[[ Records for processing, beginning ]]
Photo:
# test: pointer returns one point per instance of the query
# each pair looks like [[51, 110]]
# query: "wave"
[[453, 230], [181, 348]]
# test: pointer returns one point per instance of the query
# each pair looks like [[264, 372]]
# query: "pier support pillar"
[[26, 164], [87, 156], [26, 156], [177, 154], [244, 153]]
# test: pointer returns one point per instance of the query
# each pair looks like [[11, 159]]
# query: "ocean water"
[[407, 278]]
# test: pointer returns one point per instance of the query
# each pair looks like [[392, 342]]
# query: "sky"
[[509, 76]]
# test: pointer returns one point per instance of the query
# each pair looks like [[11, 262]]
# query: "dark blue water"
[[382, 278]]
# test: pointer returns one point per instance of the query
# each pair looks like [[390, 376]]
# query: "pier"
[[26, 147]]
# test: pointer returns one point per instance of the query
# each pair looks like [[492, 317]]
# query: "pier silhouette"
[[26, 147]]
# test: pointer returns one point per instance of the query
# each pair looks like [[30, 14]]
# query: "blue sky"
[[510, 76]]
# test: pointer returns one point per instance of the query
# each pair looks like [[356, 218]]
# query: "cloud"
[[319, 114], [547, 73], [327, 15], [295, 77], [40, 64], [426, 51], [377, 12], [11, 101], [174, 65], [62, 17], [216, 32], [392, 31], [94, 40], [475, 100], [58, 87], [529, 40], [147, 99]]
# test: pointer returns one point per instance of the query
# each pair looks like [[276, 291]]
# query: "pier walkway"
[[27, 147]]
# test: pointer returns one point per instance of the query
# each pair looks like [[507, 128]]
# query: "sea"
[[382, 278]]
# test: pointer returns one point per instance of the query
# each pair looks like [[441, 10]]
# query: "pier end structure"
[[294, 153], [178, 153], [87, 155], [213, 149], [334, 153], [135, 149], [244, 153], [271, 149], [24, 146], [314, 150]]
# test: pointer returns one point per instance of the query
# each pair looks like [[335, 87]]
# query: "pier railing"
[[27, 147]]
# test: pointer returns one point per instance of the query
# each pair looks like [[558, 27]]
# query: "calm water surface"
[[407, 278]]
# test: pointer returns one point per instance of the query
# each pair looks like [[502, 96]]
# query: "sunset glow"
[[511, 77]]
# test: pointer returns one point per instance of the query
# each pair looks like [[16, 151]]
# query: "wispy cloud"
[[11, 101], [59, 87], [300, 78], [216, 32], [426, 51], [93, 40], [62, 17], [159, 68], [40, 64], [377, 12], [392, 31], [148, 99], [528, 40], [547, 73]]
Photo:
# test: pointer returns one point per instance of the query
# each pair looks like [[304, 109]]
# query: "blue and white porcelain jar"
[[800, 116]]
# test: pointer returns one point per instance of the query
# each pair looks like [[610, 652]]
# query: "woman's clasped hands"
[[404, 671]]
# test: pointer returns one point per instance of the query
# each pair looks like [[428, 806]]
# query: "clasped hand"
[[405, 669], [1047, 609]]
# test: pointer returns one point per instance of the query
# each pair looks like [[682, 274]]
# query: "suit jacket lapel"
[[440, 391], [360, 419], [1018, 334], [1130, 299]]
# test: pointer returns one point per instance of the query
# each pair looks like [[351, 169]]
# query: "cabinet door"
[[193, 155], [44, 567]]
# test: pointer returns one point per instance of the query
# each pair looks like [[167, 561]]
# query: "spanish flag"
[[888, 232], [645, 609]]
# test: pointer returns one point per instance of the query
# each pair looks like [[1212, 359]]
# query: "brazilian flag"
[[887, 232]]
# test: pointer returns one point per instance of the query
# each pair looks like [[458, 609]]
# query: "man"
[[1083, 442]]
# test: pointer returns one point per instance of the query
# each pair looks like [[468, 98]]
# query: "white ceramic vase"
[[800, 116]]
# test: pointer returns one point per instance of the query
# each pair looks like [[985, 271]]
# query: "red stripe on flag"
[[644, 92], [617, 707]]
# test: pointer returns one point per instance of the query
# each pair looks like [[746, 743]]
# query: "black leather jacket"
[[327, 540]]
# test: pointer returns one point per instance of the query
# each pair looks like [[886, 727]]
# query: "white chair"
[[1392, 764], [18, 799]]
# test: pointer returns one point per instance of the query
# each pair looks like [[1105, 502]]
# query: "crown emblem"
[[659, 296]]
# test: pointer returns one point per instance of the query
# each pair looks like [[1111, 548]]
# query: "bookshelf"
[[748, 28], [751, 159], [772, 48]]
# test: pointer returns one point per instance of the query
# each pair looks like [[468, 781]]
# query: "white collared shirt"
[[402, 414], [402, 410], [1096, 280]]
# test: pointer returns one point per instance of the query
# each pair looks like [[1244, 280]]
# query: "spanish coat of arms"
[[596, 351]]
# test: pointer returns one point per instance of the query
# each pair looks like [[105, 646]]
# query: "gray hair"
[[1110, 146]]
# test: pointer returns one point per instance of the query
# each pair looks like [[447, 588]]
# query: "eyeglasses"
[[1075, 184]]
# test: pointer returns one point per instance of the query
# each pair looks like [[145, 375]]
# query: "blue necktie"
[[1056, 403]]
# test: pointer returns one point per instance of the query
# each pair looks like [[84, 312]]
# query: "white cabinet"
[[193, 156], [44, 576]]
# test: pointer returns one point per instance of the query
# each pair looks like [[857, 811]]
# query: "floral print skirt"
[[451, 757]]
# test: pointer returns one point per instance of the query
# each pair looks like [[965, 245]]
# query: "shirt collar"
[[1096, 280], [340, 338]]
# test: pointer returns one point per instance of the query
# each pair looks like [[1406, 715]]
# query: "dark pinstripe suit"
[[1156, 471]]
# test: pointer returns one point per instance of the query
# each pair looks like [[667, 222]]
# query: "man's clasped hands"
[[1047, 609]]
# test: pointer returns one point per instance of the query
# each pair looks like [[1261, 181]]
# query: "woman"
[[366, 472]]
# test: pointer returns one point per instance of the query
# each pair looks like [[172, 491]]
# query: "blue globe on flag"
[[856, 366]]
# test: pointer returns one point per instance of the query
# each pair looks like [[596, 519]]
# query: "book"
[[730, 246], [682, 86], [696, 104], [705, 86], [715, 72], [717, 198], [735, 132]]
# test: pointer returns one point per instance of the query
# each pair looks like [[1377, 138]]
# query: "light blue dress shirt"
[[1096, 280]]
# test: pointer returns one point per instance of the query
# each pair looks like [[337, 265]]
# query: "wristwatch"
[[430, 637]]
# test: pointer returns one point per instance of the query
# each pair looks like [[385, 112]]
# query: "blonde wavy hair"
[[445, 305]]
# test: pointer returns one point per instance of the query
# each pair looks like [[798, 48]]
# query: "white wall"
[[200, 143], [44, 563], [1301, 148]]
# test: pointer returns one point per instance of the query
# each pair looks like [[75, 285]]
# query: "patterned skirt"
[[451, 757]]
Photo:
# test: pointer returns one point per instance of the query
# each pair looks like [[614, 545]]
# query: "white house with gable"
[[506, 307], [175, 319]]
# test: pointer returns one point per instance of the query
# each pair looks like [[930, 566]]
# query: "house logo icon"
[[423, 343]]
[[ Records for processing, end ]]
- **Directions for this task**
The response must restate every entry word for word.

- **Written response**
Photo:
# test: pointer returns one point per instance of the query
# each pair looks like [[51, 110]]
# query: "wave"
[[453, 230], [181, 348]]
# test: pointer returns one point per instance of the query
# each pair looks like [[264, 372]]
# query: "pier support pillar"
[[26, 164], [87, 156], [26, 156], [177, 154], [244, 153]]
# test: pointer returns one point per instance of the query
# each pair looks like [[11, 159]]
# query: "ocean water"
[[407, 278]]
# test: pointer returns one point per instance of the query
# each pair looks like [[392, 342]]
# query: "sky"
[[509, 76]]
# test: pointer returns one point per instance of the query
# each pair looks like [[11, 262]]
# query: "dark blue water"
[[382, 278]]
# test: pointer returns one point per instance of the query
# each pair looks like [[390, 376]]
# query: "pier"
[[26, 147]]
# test: pointer returns one point per instance of the query
# each pair looks like [[492, 317]]
# query: "pier silhouette"
[[26, 147]]
# test: pointer returns one point per instance of the query
# each pair looks like [[30, 14]]
# query: "blue sky"
[[510, 76]]
# test: pointer returns one point per instance of the query
# each pair looks like [[356, 218]]
# query: "cloud"
[[319, 114], [547, 73], [327, 15], [295, 77], [40, 64], [426, 51], [377, 12], [11, 101], [174, 65], [62, 17], [216, 32], [392, 31], [94, 40], [475, 100], [58, 87], [529, 40], [147, 99]]
# test: pointer returns one point per instance of the query
# each pair looks like [[276, 291]]
# query: "pier walkway"
[[27, 147]]
# test: pointer returns one point per instance of the query
# each pair looks like [[507, 128]]
# query: "sea"
[[382, 278]]
# test: pointer returns one point per instance of the query
# each pair looks like [[441, 10]]
# query: "pier end structure"
[[294, 153], [178, 153], [87, 155], [213, 149], [334, 153], [135, 149], [244, 153], [271, 149], [24, 146], [314, 150]]
# test: pointer returns one point per instance of the query
# each pair looks like [[335, 87]]
# query: "pier railing"
[[27, 147]]
# test: pointer returns one point per instance of the query
# each pair looks like [[558, 27]]
# query: "calm water surface"
[[407, 278]]
# test: pointer returns one point per instance of the query
# each pair looks like [[502, 96]]
# query: "sunset glow"
[[511, 77]]
# test: pointer returns one point per instance of the query
# each pair looks like [[16, 151]]
# query: "wispy cloud"
[[11, 101], [59, 87], [300, 78], [216, 32], [426, 51], [93, 40], [62, 17], [159, 68], [40, 64], [377, 12], [392, 31], [148, 99], [528, 40], [547, 73]]
Photo:
# test: pointer returns one point per instance of the query
# each pair looks like [[304, 109]]
# query: "blue and white porcelain jar"
[[800, 116]]
# test: pointer returns one point per instance of the query
# each pair looks like [[610, 652]]
# query: "woman's clasped hands"
[[404, 671]]
# test: pointer returns one point per instance of the query
# each pair looks like [[428, 806]]
# query: "clasped hand"
[[405, 669], [1047, 609]]
# test: pointer returns one point per instance of the query
# each pair looks like [[682, 274]]
# query: "suit jacket lapel"
[[440, 391], [360, 419], [1018, 334], [1130, 299]]
# test: pointer returns one point per instance of the query
# each pair looks like [[351, 169]]
# query: "cabinet door"
[[193, 155], [44, 567]]
# test: pointer returns one point per instance of the query
# each pair looks like [[167, 561]]
# query: "spanish flag"
[[888, 232], [645, 609]]
# test: pointer returns one point per instance of the query
# each pair looks like [[1212, 359]]
# query: "brazilian flag"
[[887, 232]]
# test: pointer returns one point per instance of the query
# each pair looks like [[458, 609]]
# query: "man"
[[1083, 442]]
# test: pointer returns one point per instance of the query
# each pair looks like [[468, 98]]
# query: "white ceramic vase"
[[800, 116]]
# test: pointer returns one point per instance of the query
# each pair looks like [[985, 271]]
# query: "red stripe on flag"
[[644, 92], [617, 707]]
# test: pointer returns one point per instance of the query
# each pair looks like [[746, 743]]
# query: "black leather jacket"
[[327, 540]]
# test: pointer returns one point per instance of the query
# each pair looks like [[886, 727]]
# query: "white chair"
[[1392, 764], [18, 799]]
# test: pointer returns one point per instance of the query
# each pair looks like [[1105, 502]]
# query: "crown emblem"
[[659, 296]]
# test: pointer returns one point per instance of the query
# each pair looks like [[1111, 548]]
# query: "bookshelf"
[[748, 28], [751, 159], [772, 48]]
# test: pointer returns one point per instance of the query
# each pair looks like [[468, 781]]
# query: "white collared shirt"
[[402, 414], [402, 410], [1096, 280]]
# test: pointer returns one point per instance of the query
# each pair looks like [[1244, 280]]
# query: "spanish coat of arms"
[[596, 351]]
# test: pointer returns one point per instance of the query
# each pair looks like [[105, 646]]
# query: "gray hair"
[[1110, 146]]
# test: pointer returns one point per instance of the query
# each pair looks like [[447, 588]]
# query: "eyeglasses"
[[1075, 184]]
# test: pointer returns one point per instance of the query
# each pair looks like [[145, 375]]
# query: "blue necktie"
[[1056, 403]]
# test: pointer returns one point per instance of the query
# each pair looks like [[84, 312]]
# query: "white cabinet"
[[193, 156], [44, 576]]
# test: pointer returns one point per instance of the query
# each pair looks like [[857, 811]]
# query: "floral print skirt"
[[451, 757]]
# test: pointer returns one point per instance of the query
# each pair looks like [[965, 245]]
# query: "shirt collar"
[[1096, 280], [340, 338]]
# test: pointer returns one point per instance of the query
# each pair looks like [[1406, 715]]
# query: "dark pinstripe suit"
[[1156, 471]]
# test: pointer returns one point per instance of the query
# each pair looks like [[667, 222]]
# query: "man's clasped hands"
[[1047, 609]]
# test: pointer returns one point per instance of the query
# each pair looks like [[1261, 181]]
# query: "woman"
[[366, 472]]
# test: pointer returns one point per instance of the query
# each pair looks like [[172, 491]]
# query: "blue globe on flag"
[[856, 366]]
# test: pointer returns one point per instance of the query
# each pair looks like [[596, 519]]
# query: "book"
[[730, 246], [682, 86], [696, 104], [705, 86], [715, 72], [717, 198], [735, 132]]
# test: pointer returns one point per instance of the query
# each pair looks like [[1377, 138]]
# query: "light blue dress shirt"
[[1096, 280]]
# test: pointer returns one point per instance of the query
# each pair looks like [[337, 265]]
# query: "wristwatch"
[[430, 637]]
# test: pointer returns one point per instance of the query
# each pair looks like [[385, 112]]
# query: "blonde wavy hair"
[[445, 305]]
# test: pointer returns one point per instance of the query
# each pair looks like [[798, 48]]
# query: "white wall"
[[200, 143], [44, 563], [1301, 148]]
# test: pointer returns one point per instance of the query
# each pair looks like [[75, 285]]
# query: "patterned skirt"
[[451, 757]]
Photo:
# test: pointer returns one point per instance of the query
# each pair looks like [[614, 545]]
# query: "white house with gable"
[[506, 307], [175, 319]]
# test: pointer returns one point per instance of the query
# each pair looks like [[930, 566]]
# query: "house logo icon"
[[423, 343]]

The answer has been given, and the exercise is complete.